-- BEGIN EXERCISE MATERIAL --

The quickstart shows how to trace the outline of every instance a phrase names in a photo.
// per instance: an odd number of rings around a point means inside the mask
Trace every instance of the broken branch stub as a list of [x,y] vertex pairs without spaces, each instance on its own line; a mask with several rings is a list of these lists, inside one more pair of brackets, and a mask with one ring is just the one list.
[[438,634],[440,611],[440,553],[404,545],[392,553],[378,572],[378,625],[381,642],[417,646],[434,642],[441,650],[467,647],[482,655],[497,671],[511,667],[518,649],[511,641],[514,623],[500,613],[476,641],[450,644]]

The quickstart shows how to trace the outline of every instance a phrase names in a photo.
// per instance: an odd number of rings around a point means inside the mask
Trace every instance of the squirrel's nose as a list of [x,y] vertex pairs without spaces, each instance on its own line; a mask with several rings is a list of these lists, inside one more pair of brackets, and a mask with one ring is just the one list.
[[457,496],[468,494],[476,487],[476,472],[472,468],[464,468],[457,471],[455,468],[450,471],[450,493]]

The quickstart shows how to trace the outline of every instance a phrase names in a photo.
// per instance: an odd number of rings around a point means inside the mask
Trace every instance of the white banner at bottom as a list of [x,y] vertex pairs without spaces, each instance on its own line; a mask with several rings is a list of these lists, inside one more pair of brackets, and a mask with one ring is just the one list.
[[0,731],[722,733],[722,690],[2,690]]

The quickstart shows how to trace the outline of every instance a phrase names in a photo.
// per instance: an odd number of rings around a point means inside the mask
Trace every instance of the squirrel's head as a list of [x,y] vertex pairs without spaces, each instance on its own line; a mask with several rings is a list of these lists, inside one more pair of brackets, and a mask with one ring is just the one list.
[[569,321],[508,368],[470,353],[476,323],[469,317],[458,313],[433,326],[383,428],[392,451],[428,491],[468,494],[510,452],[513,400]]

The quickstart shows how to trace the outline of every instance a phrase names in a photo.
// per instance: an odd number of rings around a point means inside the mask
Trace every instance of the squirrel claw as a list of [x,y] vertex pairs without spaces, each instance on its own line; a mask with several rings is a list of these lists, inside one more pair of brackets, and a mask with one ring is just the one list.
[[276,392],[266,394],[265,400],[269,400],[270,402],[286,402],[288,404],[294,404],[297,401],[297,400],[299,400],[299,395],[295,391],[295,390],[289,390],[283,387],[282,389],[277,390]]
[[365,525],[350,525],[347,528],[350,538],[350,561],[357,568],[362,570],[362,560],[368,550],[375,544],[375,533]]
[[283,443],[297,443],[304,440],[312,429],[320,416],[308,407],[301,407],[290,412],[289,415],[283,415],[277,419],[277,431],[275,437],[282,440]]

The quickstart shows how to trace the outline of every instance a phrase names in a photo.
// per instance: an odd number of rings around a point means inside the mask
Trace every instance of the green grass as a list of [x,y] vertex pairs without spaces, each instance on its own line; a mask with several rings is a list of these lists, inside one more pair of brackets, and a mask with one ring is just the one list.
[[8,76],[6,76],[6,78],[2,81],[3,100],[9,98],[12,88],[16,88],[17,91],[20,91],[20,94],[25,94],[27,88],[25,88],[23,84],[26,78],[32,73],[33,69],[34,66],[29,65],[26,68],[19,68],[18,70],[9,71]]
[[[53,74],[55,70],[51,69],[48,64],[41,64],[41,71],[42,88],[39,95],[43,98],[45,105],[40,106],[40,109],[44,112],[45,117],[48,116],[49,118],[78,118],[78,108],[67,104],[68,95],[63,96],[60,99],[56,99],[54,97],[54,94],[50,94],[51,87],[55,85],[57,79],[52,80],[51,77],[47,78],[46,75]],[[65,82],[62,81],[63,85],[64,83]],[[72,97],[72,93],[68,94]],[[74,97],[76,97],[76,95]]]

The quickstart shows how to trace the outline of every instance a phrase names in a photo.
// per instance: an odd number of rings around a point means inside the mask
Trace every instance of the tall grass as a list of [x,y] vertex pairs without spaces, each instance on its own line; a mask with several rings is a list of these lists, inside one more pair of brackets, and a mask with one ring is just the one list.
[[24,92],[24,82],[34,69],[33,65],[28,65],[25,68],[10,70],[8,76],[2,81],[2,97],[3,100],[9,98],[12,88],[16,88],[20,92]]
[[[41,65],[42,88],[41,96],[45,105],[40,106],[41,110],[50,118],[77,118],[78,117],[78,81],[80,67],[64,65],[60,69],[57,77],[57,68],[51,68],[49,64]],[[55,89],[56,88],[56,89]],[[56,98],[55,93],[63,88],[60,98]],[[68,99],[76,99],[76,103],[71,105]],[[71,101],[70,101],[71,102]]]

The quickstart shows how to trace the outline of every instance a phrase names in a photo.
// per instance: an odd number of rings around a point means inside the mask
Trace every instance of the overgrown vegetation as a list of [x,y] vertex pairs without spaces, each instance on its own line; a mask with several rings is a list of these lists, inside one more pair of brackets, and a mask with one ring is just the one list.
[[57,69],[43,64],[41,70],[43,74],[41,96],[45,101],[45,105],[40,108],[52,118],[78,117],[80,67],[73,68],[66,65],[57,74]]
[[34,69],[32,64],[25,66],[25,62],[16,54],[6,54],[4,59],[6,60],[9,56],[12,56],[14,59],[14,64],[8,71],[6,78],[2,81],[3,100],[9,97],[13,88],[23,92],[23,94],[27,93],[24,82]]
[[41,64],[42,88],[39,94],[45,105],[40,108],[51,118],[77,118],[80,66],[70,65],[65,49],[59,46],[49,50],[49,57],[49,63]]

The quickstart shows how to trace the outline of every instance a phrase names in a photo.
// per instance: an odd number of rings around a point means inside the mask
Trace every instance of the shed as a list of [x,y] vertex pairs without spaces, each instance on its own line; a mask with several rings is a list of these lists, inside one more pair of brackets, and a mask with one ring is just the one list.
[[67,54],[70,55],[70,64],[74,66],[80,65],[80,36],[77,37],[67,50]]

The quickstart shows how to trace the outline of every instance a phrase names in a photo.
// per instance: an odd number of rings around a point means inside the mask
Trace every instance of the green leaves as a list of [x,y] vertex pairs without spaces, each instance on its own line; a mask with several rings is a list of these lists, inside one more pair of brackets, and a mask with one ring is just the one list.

-- END EXERCISE MATERIAL --

### WHAT TO WORK ON:
Rescale the material starting at its first line and ending at the line containing "[[0,731],[722,733],[722,690],[2,690]]", copying every line unchanged except the vertex coordinates in the outlines. Multiply each coordinate by 1.25 and round it to a whole number, with halves rounding up.

### RESPONSE TO THIS TASK:
The quickstart shows how to trace the outline of every instance a phrase names in a photo.
// per instance: an odd number of rings around a point means inside the mask
Trace every instance of the broken branch stub as a list of [x,y] vertex pairs without spaces, each instance on its own line; a mask with several rings is a list of these lists, inside one more pair of brackets, and a mask with one ring is just the one list.
[[548,793],[550,764],[550,691],[505,681],[490,691],[473,715],[473,781],[476,803],[521,808],[543,803],[551,813],[584,809],[603,819],[621,839],[639,834],[648,811],[639,801],[643,779],[625,766],[595,801],[563,805]]

The quickstart shows how to trace the outline of every instance a phrase names in a photo.
// per instance: an odd number of rings around a point means inside the mask
Trace every instance of the squirrel's nose as a list of [x,y] vertex pairs without spaces, each instance on its own line; a mask with several rings is a list of these lists, inside one more pair of brackets, and a mask with one ring is just the one list.
[[571,620],[585,618],[595,609],[595,590],[590,585],[580,585],[571,589],[569,585],[563,589],[563,616]]

The quickstart shows how to trace the outline of every instance a phrase names in a photo.
// per instance: an odd number of rings around a point means inside the mask
Trace every instance of the white banner at bottom as a list of [x,y] vertex pairs without spaces, each instance on its own line; a mask with several rings is a list of these lists, inside one more pair of brackets, and a mask with one ring is just the one list.
[[0,914],[903,916],[903,863],[3,863]]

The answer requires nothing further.